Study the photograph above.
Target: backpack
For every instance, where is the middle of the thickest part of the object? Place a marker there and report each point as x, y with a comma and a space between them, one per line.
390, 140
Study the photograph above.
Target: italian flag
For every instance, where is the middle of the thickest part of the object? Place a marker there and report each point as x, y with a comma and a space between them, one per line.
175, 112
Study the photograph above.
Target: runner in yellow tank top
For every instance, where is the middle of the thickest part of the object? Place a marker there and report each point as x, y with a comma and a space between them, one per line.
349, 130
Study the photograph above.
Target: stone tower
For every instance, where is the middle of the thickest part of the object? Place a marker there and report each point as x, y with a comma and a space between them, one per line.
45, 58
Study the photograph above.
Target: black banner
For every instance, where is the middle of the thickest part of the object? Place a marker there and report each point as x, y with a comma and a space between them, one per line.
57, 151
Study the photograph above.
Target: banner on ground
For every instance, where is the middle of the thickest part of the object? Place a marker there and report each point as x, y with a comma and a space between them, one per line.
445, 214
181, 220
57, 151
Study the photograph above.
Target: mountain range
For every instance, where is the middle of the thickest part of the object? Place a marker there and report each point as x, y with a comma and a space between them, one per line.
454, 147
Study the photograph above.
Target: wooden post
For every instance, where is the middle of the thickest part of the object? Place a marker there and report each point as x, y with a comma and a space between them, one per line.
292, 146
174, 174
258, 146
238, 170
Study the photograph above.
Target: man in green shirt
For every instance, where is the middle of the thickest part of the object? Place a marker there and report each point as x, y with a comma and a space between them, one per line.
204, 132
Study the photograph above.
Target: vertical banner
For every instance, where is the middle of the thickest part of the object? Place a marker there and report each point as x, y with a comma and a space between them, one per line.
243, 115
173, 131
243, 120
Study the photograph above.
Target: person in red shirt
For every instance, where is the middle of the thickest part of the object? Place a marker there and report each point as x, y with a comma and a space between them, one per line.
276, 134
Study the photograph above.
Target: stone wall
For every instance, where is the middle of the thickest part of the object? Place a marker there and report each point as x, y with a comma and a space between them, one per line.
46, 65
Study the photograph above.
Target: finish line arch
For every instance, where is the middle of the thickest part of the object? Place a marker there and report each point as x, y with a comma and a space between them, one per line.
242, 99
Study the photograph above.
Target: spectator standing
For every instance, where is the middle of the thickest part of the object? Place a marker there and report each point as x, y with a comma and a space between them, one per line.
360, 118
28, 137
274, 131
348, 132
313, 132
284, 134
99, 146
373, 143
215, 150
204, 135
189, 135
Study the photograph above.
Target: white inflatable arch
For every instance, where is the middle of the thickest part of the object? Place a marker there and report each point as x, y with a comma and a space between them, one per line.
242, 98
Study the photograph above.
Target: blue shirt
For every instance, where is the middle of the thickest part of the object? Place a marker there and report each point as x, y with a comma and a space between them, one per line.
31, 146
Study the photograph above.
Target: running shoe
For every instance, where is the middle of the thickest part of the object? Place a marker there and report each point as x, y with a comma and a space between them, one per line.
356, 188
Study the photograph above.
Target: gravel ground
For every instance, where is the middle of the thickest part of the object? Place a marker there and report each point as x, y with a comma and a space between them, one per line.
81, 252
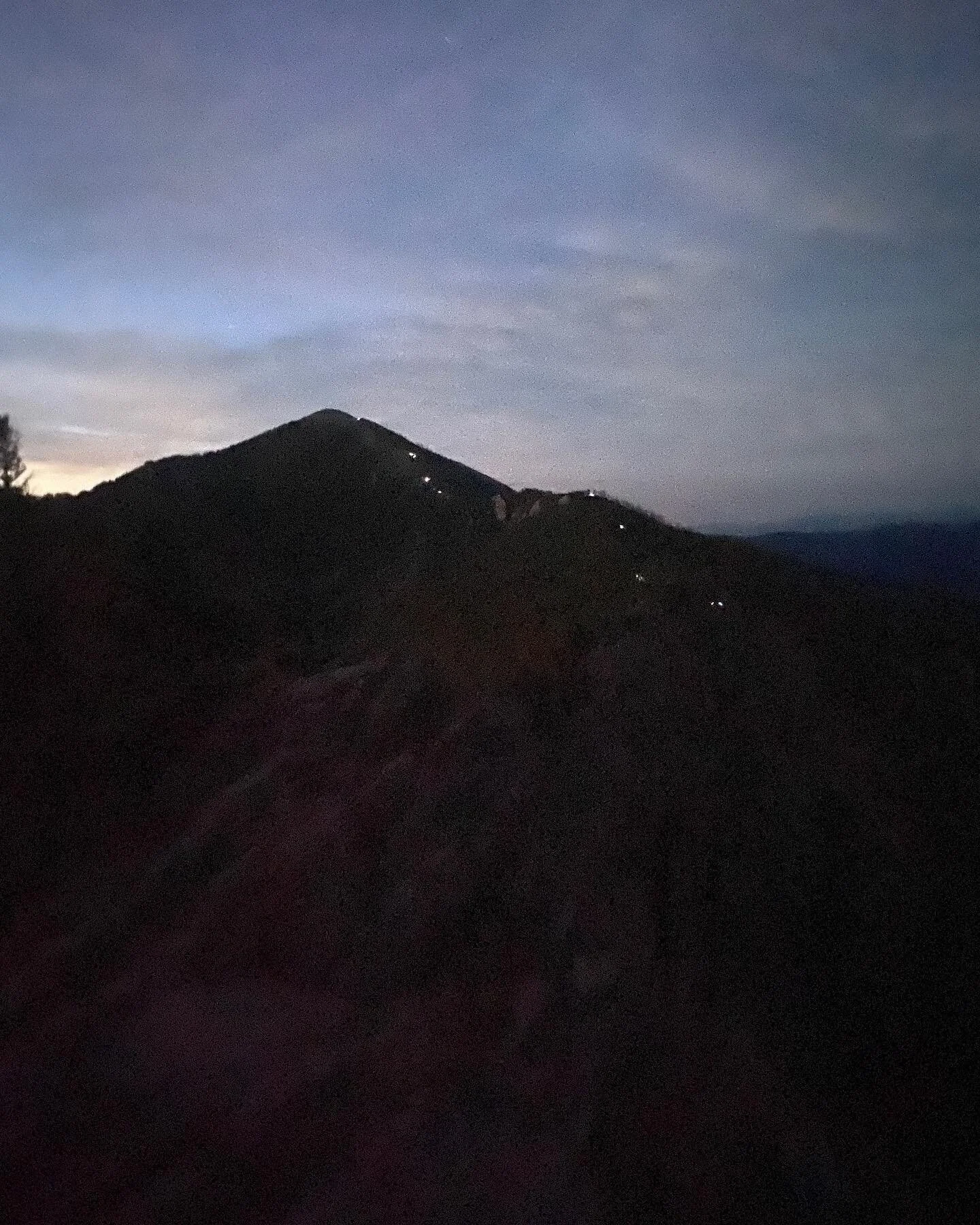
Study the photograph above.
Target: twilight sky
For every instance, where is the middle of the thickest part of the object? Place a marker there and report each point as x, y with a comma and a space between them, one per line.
719, 259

———

Aim >> Pictures are to be left out; repeat all the remaining data exactly.

Solution to this exercise >>
Study the photograph above.
Target: backpack
For every instance, where is the middle of the thickest part of the object? Place a marker there and report each point as x, y with a comma and a space between them, one per line.
390, 140
Study the photograph above.
Target: italian flag
For every instance, where is the middle of the thickest part of the object? Place a marker there and report each point as x, y with a comma and a space between them, one per line.
175, 112
Study the photograph above.
Target: runner in yellow tank top
For every instance, where is the middle of the thickest part of the object? Place a marker there and report each point as x, y with a comma and a space between them, one per line.
349, 130
Study the photograph above.
Target: stone tower
For every instance, where is the middle of the thickest part of the object? Place a marker there and report each point as x, y with a comma and a space between them, one per line.
45, 58
Study the photograph above.
Target: black banner
For every instance, where is the middle of the thickest part of the object? Place a marker there and report each point as x, y with a comma and a space between them, one per line.
57, 151
Study the photograph above.
Target: banner on ground
For every instance, where is the middle of the thickest part of the object? Place a marker there and report each point as x, y with a comma and a space between them, one per line.
445, 214
181, 220
57, 151
Study the photograph above.
Target: mountain range
For every instance, where is the middle of the thickest part of the object? Place a marker there and report each point as x, y with a comma and a space between them, one per line.
454, 147
Study the photograph above.
Target: wooden post
For every instance, where is the middle of the thickest part of the object? Place a marker there and report each point as x, y with a comma and a space between them, one per line.
292, 146
174, 174
258, 146
238, 170
Study the photograph above.
Target: man in green shirt
For every instance, where is the middle of the thickest part of the object? Place a marker there and report each point as x, y with a comma and a space between them, one per line.
204, 132
Study the photograph above.
Target: vertical banner
For every instance, where is the middle of the thickest part of the object? Place a marker there and report each point as x, y with a comma and a space between them, one per line.
243, 115
173, 131
243, 120
Study the photograph above.
Target: person in red shirt
For every instance, where is the middle of the thickest part of the object? Place a marker there and report each point as x, y with a comma and a space between them, one per line.
276, 134
Study the photograph above.
Target: stone wall
For every instance, where is the middle of the thickest part of the object? Place a marker there and report each point as x, y with a comma and a space between them, one per line.
46, 65
Study the photograph above.
Target: finish line arch
For every instance, where is the middle of the thickest part of the object? Place a marker there and report each point as x, y with a comma and a space between them, one per line.
242, 99
Study the photograph above.
Target: spectator standing
For every instance, where is the middle of the thickest part of the object? Place a marker there and report each point as x, y with a comma and a space between them, one per line.
360, 118
28, 137
274, 131
348, 132
313, 132
284, 134
99, 146
373, 143
215, 150
204, 135
189, 135
Study the photograph above.
Target: white inflatable arch
For every instance, where is the middle of the thickest part of the object? Place a marker there and report each point as x, y with a comma and a space between them, one per line.
242, 98
Study the photograph above.
Target: blue shirt
For every instance, where is the middle of the thickest part of the object? Place a marker there and report each point as x, y with a comma and a space between them, one per line.
31, 146
Study the photograph above.
Target: running shoe
For every instance, where is the middle of the thickest part of the object? Place a marker there and report each point as x, y with a comma and a space between them, one per line.
356, 188
Study the photograph above.
Target: gravel ground
For every instance, where is the middle of the thickest part of the object? Place a marker there and report each point as x, y with a comma and a space between them, one per line.
81, 252
Study the photograph above.
Target: twilight sky
For every instance, where is the middle of the thickest part of the object? Place a marker there and report each point as x, y with a comma and a space between them, one per line.
719, 259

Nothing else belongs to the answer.